* [What you are asked to do]
Please copy out the entries word for word, starting at the line that contains "Expected: for every instance of the granite" and continuing through the end of the entries.

'''

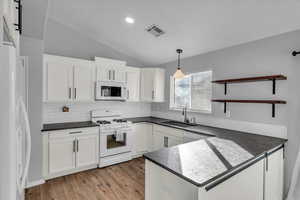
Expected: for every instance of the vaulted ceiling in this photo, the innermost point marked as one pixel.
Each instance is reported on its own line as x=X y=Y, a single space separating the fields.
x=197 y=26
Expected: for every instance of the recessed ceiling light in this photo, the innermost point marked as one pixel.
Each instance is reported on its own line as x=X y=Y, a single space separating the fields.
x=129 y=20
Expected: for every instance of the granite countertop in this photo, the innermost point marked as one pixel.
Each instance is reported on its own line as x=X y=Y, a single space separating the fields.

'''

* [Task answer]
Expected: for every instance of the granite countertop in this photo, the innermost point marked as one pixel.
Each instance is reported on its own line as x=X y=Y, a single space separating the fields.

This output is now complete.